▶
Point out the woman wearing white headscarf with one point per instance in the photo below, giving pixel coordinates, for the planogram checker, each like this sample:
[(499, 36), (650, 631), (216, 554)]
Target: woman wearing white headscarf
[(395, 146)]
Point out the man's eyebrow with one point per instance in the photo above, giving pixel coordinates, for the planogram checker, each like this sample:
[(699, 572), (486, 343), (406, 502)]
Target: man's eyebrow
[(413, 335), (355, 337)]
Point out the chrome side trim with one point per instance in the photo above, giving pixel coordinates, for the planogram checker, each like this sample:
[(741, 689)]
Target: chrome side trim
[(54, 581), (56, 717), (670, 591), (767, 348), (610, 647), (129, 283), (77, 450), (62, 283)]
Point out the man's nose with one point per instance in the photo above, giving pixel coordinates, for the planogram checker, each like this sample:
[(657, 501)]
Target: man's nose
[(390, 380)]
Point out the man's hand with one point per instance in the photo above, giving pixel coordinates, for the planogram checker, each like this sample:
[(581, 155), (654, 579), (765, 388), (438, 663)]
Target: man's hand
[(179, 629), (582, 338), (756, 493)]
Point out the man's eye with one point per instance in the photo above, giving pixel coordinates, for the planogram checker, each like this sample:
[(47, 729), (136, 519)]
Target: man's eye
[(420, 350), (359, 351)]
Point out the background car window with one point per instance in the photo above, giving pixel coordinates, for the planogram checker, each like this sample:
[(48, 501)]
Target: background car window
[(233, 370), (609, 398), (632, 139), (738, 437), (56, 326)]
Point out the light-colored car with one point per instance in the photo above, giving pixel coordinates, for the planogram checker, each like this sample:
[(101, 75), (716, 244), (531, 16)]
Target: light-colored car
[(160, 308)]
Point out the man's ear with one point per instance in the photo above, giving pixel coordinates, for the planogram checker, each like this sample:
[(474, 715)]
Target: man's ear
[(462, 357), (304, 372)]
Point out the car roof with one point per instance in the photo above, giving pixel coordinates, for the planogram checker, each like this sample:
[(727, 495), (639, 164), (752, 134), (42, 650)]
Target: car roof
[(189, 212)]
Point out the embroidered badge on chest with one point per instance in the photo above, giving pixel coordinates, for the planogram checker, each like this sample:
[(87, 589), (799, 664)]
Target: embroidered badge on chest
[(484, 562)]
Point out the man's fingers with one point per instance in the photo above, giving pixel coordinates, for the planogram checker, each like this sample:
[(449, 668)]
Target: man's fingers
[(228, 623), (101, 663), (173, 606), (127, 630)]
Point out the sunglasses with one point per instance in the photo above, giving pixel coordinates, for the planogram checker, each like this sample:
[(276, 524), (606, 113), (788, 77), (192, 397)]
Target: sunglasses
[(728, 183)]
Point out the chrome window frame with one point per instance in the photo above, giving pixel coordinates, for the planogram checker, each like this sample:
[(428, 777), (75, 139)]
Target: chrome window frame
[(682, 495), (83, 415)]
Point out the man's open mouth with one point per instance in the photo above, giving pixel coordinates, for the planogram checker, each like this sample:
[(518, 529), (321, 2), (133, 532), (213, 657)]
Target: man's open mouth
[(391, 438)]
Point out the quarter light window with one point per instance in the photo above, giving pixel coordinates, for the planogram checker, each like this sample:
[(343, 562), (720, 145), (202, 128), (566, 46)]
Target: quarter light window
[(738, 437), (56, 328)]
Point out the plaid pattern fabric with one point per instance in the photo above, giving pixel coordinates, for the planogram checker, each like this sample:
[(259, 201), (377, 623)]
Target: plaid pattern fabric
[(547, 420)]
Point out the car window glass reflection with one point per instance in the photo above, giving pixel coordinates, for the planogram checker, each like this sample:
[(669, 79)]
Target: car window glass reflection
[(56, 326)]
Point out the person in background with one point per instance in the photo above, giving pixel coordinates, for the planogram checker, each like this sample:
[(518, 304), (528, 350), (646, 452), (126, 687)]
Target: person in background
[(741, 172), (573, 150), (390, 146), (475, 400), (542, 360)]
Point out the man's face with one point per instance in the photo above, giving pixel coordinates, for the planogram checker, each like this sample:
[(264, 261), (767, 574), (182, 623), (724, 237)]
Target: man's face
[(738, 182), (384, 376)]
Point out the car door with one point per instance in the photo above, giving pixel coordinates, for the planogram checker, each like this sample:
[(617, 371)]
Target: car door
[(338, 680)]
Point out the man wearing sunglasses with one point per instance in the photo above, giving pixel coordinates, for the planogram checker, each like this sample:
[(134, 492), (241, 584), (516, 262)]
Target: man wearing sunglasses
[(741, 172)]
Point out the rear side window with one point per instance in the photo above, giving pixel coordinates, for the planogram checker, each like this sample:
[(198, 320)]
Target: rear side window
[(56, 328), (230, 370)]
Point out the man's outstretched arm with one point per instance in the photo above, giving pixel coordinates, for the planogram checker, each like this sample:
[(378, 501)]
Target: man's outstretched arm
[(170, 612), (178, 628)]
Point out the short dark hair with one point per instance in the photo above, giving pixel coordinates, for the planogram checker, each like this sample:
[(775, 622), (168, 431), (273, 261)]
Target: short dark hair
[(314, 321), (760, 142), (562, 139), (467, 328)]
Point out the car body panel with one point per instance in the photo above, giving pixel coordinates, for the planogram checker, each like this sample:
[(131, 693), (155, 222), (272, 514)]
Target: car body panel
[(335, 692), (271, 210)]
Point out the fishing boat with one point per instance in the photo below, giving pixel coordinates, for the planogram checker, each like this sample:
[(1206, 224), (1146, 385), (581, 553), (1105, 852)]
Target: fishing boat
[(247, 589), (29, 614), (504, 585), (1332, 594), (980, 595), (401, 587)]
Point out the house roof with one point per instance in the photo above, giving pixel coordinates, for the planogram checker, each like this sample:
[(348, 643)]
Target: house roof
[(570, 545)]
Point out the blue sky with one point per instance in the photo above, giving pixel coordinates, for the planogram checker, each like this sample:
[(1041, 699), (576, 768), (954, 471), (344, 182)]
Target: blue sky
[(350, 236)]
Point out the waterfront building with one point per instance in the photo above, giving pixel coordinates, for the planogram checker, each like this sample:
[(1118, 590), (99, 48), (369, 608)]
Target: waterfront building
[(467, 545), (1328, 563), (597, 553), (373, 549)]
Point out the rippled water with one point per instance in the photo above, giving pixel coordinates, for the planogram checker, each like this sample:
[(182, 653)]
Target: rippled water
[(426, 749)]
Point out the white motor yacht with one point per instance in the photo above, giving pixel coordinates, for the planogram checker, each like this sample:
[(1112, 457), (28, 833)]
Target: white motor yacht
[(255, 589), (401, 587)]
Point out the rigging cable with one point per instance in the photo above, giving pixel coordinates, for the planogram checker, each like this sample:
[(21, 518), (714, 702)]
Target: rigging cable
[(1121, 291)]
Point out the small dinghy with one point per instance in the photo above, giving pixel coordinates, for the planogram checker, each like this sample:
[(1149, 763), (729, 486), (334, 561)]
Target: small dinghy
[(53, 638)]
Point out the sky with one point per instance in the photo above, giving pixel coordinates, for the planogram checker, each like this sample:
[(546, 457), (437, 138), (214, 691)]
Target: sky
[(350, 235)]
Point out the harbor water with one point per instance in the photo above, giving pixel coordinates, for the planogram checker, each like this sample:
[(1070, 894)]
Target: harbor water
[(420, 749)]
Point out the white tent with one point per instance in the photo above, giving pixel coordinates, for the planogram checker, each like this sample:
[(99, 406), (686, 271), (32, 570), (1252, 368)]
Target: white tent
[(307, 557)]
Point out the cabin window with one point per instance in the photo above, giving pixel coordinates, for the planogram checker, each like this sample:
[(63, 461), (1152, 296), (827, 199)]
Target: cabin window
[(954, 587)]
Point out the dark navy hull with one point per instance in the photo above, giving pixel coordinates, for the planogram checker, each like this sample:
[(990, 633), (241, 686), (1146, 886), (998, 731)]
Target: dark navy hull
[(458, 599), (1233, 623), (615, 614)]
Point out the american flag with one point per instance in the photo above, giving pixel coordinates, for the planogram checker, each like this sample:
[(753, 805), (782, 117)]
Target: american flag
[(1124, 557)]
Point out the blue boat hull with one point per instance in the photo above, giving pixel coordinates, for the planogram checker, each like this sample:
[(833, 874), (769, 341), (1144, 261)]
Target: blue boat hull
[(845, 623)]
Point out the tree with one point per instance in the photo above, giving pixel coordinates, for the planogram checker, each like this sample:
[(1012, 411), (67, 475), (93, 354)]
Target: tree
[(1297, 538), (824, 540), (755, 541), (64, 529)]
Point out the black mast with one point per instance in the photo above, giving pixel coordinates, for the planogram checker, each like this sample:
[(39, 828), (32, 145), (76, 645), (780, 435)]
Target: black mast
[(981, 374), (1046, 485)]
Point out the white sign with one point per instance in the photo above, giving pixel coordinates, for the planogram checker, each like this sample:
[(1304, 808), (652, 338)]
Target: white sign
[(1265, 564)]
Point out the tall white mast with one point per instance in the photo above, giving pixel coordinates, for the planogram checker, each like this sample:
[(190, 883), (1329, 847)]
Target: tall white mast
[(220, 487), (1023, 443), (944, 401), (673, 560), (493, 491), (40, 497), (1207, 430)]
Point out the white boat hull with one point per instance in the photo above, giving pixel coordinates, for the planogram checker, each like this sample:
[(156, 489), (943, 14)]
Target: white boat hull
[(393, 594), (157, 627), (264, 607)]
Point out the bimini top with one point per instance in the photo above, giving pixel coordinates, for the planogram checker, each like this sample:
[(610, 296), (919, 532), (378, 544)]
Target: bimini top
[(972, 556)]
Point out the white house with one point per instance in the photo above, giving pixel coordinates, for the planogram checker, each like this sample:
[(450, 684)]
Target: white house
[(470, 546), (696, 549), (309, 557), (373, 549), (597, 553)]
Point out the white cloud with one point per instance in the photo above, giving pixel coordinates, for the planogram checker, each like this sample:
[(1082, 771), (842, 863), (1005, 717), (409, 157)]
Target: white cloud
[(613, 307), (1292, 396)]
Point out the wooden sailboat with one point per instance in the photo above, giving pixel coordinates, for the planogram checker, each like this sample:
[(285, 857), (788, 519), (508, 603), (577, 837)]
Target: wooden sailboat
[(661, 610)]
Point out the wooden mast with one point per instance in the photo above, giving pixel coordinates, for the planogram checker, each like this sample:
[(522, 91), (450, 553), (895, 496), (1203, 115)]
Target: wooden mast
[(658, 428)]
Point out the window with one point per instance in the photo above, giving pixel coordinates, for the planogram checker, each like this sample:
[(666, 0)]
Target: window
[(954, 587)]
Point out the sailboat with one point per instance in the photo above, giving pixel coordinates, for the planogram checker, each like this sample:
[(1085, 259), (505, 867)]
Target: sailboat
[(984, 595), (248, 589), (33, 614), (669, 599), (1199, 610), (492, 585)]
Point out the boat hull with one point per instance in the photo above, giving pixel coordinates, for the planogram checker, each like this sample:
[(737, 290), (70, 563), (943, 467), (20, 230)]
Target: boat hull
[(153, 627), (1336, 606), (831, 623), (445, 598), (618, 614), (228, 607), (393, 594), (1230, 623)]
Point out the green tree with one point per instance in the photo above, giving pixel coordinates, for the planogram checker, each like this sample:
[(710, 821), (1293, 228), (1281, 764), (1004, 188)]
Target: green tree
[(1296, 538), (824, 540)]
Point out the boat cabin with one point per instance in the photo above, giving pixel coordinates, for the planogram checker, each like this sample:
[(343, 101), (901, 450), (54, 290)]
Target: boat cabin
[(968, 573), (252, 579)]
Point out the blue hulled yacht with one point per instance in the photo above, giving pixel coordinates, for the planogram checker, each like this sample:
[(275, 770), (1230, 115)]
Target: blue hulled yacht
◀
▸ **EXERCISE DETAILS**
Reproduce the stretch of the listing from the line containing "Point out the dark" through the line containing "[(458, 599), (1233, 623), (615, 614)]", changing "planogram checker" to "shelf compliance tool" and leaving everything else in those lines intact.

▸ **THE ANSWER**
Point out the dark navy hull with one point per instance in the photo above, giving pixel coordinates, for the shelf compliance tool, each like this sample:
[(990, 633), (241, 686), (1146, 886), (998, 731)]
Target: dark navy hull
[(458, 599), (1233, 623), (615, 614)]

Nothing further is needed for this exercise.